§ **What you will do**: Reproduce the listing below exactly. Pictures do not belong in the copy.

╭──

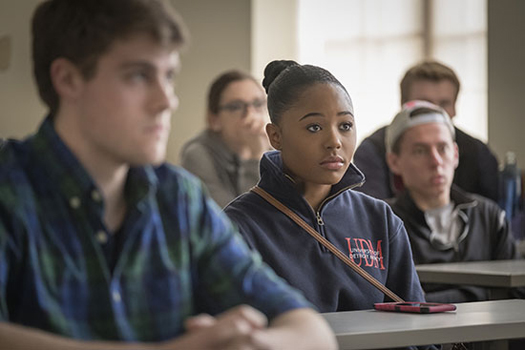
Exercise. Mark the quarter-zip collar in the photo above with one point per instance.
(281, 186)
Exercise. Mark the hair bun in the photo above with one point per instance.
(272, 71)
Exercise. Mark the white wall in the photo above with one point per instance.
(506, 77)
(225, 36)
(20, 108)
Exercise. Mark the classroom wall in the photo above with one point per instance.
(506, 77)
(247, 34)
(20, 108)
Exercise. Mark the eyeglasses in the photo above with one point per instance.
(237, 107)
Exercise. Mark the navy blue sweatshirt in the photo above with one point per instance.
(362, 227)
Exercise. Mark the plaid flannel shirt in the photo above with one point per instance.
(176, 254)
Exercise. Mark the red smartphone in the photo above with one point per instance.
(415, 307)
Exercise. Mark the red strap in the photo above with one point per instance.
(268, 197)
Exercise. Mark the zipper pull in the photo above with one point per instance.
(319, 219)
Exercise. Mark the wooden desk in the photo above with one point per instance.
(497, 273)
(471, 322)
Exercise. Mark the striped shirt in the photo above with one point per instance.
(176, 254)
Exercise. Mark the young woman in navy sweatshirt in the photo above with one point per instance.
(313, 132)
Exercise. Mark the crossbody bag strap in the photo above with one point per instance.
(270, 199)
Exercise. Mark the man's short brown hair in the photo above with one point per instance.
(83, 30)
(427, 70)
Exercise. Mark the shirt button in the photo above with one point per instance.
(102, 237)
(95, 195)
(116, 296)
(74, 202)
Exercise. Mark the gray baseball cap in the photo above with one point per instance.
(411, 115)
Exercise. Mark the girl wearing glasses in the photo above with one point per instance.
(226, 155)
(313, 131)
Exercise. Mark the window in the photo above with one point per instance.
(369, 44)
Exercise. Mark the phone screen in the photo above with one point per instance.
(415, 307)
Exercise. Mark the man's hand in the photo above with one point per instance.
(237, 328)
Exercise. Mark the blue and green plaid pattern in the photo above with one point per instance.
(178, 254)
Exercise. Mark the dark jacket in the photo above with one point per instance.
(485, 235)
(362, 227)
(477, 171)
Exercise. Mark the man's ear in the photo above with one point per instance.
(456, 155)
(392, 160)
(214, 122)
(274, 135)
(66, 78)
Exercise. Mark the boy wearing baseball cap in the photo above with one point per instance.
(444, 223)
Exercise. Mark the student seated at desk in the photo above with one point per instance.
(444, 223)
(314, 132)
(226, 155)
(102, 244)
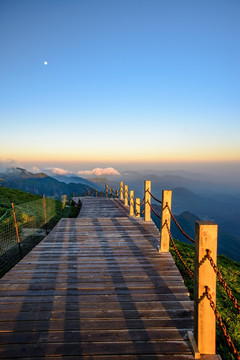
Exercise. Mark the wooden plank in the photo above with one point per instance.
(96, 288)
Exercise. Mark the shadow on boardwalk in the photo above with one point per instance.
(96, 288)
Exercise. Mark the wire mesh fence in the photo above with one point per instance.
(31, 219)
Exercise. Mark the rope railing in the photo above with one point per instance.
(178, 253)
(154, 210)
(153, 196)
(221, 324)
(223, 282)
(204, 341)
(179, 227)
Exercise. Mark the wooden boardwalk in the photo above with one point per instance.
(96, 288)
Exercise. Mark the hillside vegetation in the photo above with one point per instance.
(33, 226)
(230, 271)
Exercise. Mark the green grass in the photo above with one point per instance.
(230, 271)
(7, 196)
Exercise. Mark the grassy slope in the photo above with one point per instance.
(9, 196)
(231, 273)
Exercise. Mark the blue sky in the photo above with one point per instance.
(140, 81)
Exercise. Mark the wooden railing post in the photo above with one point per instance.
(126, 195)
(204, 317)
(121, 190)
(64, 200)
(147, 210)
(131, 203)
(138, 209)
(17, 233)
(166, 217)
(15, 222)
(44, 207)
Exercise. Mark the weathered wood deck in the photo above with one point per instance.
(96, 288)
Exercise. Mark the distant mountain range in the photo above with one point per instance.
(227, 243)
(42, 184)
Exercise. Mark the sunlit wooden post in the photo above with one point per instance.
(138, 209)
(147, 210)
(121, 190)
(64, 200)
(15, 222)
(16, 228)
(131, 203)
(44, 209)
(166, 217)
(204, 317)
(126, 195)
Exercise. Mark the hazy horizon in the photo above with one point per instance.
(229, 171)
(104, 83)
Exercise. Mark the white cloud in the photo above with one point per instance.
(58, 171)
(5, 164)
(99, 172)
(35, 169)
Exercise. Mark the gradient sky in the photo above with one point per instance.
(139, 80)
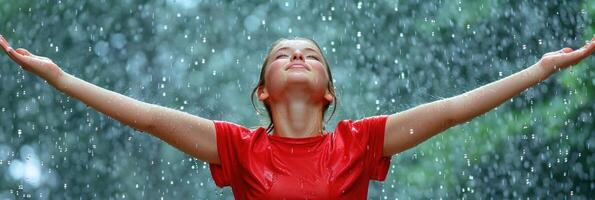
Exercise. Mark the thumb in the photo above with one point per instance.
(24, 52)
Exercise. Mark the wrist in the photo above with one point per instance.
(542, 71)
(60, 80)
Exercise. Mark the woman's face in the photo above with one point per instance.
(296, 64)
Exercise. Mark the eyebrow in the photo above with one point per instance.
(305, 49)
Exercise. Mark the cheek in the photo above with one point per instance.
(273, 72)
(320, 71)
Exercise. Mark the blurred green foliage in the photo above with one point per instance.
(203, 57)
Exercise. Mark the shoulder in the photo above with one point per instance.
(363, 123)
(236, 131)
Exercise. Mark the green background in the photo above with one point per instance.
(203, 57)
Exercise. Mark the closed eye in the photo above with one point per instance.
(314, 57)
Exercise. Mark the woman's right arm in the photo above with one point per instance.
(191, 134)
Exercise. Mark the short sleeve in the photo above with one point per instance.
(228, 136)
(377, 164)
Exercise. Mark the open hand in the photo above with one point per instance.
(566, 57)
(41, 66)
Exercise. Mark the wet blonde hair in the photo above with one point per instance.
(261, 82)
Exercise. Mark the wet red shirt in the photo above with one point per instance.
(334, 165)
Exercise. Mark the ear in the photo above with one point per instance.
(262, 93)
(328, 96)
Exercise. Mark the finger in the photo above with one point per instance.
(24, 52)
(5, 46)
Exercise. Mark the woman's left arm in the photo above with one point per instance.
(406, 129)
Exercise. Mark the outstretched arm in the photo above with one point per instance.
(408, 128)
(191, 134)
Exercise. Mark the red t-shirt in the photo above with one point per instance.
(334, 165)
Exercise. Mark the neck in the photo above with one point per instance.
(297, 116)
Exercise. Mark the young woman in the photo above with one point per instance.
(294, 157)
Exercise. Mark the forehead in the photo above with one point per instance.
(295, 44)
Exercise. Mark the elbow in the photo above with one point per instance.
(450, 111)
(148, 120)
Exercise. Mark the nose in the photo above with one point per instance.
(297, 55)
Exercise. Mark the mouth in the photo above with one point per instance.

╰──

§ **Task answer**:
Exercise. Mark the quarter-zip collar in the photo above with one point per instance.
(281, 186)
Exercise. Mark the hair bun in the photo above with one point per instance.
(272, 71)
Exercise. Mark the white wall in the photo above with one point per instance.
(506, 77)
(225, 36)
(20, 108)
Exercise. Mark the classroom wall in the photo above with one point per instance.
(506, 77)
(247, 34)
(20, 108)
Exercise. Mark the eyeglasses in the photo above with one point per instance.
(237, 107)
Exercise. Mark the navy blue sweatshirt in the photo above with one point per instance.
(362, 227)
Exercise. Mark the plaid flannel shirt in the photo above with one point per instance.
(176, 254)
Exercise. Mark the red smartphone in the photo above with one point per instance.
(415, 307)
Exercise. Mark the red strap in the photo above with one point per instance.
(268, 197)
Exercise. Mark the zipper pull in the photo above with one point per instance.
(319, 219)
Exercise. Mark the wooden desk in the photo above with one point per instance.
(497, 273)
(471, 322)
Exercise. Mark the striped shirt in the photo above with one point per instance.
(176, 254)
Exercise. Mark the young woman in navy sweatshirt in the photo above with one point per instance.
(313, 132)
Exercise. Mark the crossbody bag strap in the photo above with one point per instance.
(270, 199)
Exercise. Mark the man's short brown hair in the photo above with one point per instance.
(83, 30)
(427, 70)
Exercise. Mark the shirt button in the photo above with one point per instance.
(102, 237)
(95, 195)
(116, 296)
(74, 202)
Exercise. Mark the gray baseball cap in the photo above with one point per instance.
(411, 115)
Exercise. Mark the girl wearing glasses in the photo above with one point per instance.
(226, 155)
(313, 131)
Exercise. Mark the window in the photo above with one point per instance.
(369, 44)
Exercise. Mark the phone screen in the photo above with one point per instance.
(415, 307)
Exercise. Mark the man's hand in the photo above with one point per instance.
(237, 328)
Exercise. Mark the blue and green plaid pattern in the photo above with one point per instance.
(178, 254)
Exercise. Mark the dark jacket in the photo above with one point per instance.
(485, 235)
(362, 227)
(477, 171)
Exercise. Mark the man's ear in the photo above with one point per instance.
(456, 155)
(392, 160)
(214, 122)
(274, 135)
(66, 78)
Exercise. Mark the boy wearing baseball cap in the photo above with one point per instance.
(444, 223)
Exercise. Mark the student seated at desk in the photo above with one point per instance.
(444, 223)
(314, 132)
(226, 155)
(102, 244)
Exercise. Mark the wooden plank in the photo above with one point per instance.
(96, 288)
Exercise. Mark the shadow on boardwalk in the photo above with one point per instance.
(96, 288)
Exercise. Mark the wire mesh fence in the photo above with one point per instance.
(31, 219)
Exercise. Mark the rope railing in the photo above with one point per instance.
(178, 253)
(154, 210)
(153, 196)
(221, 324)
(223, 282)
(204, 341)
(179, 227)
Exercise. Mark the wooden boardwalk in the photo above with one point per instance.
(96, 288)
Exercise. Mark the hillside vegetation in the photo above with one point per instance.
(33, 226)
(230, 271)
Exercise. Mark the green grass in the photo above with one point per instance.
(230, 271)
(7, 196)
Exercise. Mark the grassy slope in the photo above with one point per instance.
(9, 196)
(231, 273)
Exercise. Mark the blue sky in the photo above with one point per instance.
(140, 81)
Exercise. Mark the wooden railing post in the photo above with one point per instance.
(126, 195)
(204, 317)
(121, 190)
(64, 200)
(147, 210)
(131, 203)
(138, 209)
(17, 233)
(166, 217)
(15, 222)
(44, 207)
Exercise. Mark the weathered wood deck in the photo above with one point per instance.
(96, 288)
Exercise. Mark the distant mountain range in the photo above with one point per instance.
(227, 243)
(42, 184)
Exercise. Mark the sunlit wooden post in the photo above with one point per instance.
(138, 209)
(147, 210)
(121, 190)
(64, 200)
(15, 222)
(16, 228)
(131, 203)
(44, 209)
(166, 217)
(204, 317)
(126, 195)
Exercise. Mark the hazy horizon in the photo above with one point per instance.
(229, 171)
(104, 83)
Exercise. Mark the white cloud in the photo above with one point per instance.
(58, 171)
(5, 164)
(99, 172)
(35, 169)
Exercise. Mark the gradient sky in the photo above with one point per instance.
(139, 80)
Exercise. Mark the thumb in the photo above with one point per instance.
(24, 52)
Exercise. Mark the wrist in the photo above with one point per instance.
(542, 71)
(60, 80)
Exercise. Mark the woman's face in the photo above with one point per instance.
(296, 64)
Exercise. Mark the eyebrow in the photo above with one point per instance.
(305, 49)
Exercise. Mark the cheek in the photo above with one point per instance.
(273, 72)
(320, 71)
Exercise. Mark the blurred green foliage in the photo above with one point per instance.
(203, 57)
Exercise. Mark the shoulder in the photo above with one point per instance.
(363, 123)
(236, 131)
Exercise. Mark the green background in the photo above with one point per instance.
(203, 57)
Exercise. Mark the closed eye in the photo above with one point per instance.
(314, 57)
Exercise. Mark the woman's right arm in the photo above with one point per instance.
(191, 134)
Exercise. Mark the short sleeve in the photo above with one point per instance.
(228, 136)
(377, 164)
Exercise. Mark the open hand in the photo above with one point per instance.
(566, 57)
(41, 66)
Exercise. Mark the wet blonde hair in the photo above with one point per instance.
(261, 82)
Exercise. Mark the wet red shirt in the photo above with one point per instance.
(334, 165)
Exercise. Mark the ear in the photo above with one point per instance.
(262, 93)
(328, 96)
Exercise. Mark the finger in the photo above with one point per instance.
(24, 52)
(5, 46)
Exercise. Mark the woman's left arm in the photo above with one point per instance.
(406, 129)
Exercise. Mark the outstretched arm in the photo above with one point per instance.
(408, 128)
(191, 134)
Exercise. Mark the red t-shirt in the photo above with one point per instance.
(334, 165)
Exercise. Mark the neck in the photo above with one point per instance.
(297, 116)
Exercise. Mark the young woman in the photo above with one point per instance.
(294, 157)
Exercise. Mark the forehead in the photo above with one point per instance.
(295, 44)
Exercise. Mark the elbow in the photo above with one point per instance.
(450, 111)
(148, 120)
Exercise. Mark the nose in the photo above with one point per instance.
(297, 55)
Exercise. Mark the mouth in the photo above with one point per instance.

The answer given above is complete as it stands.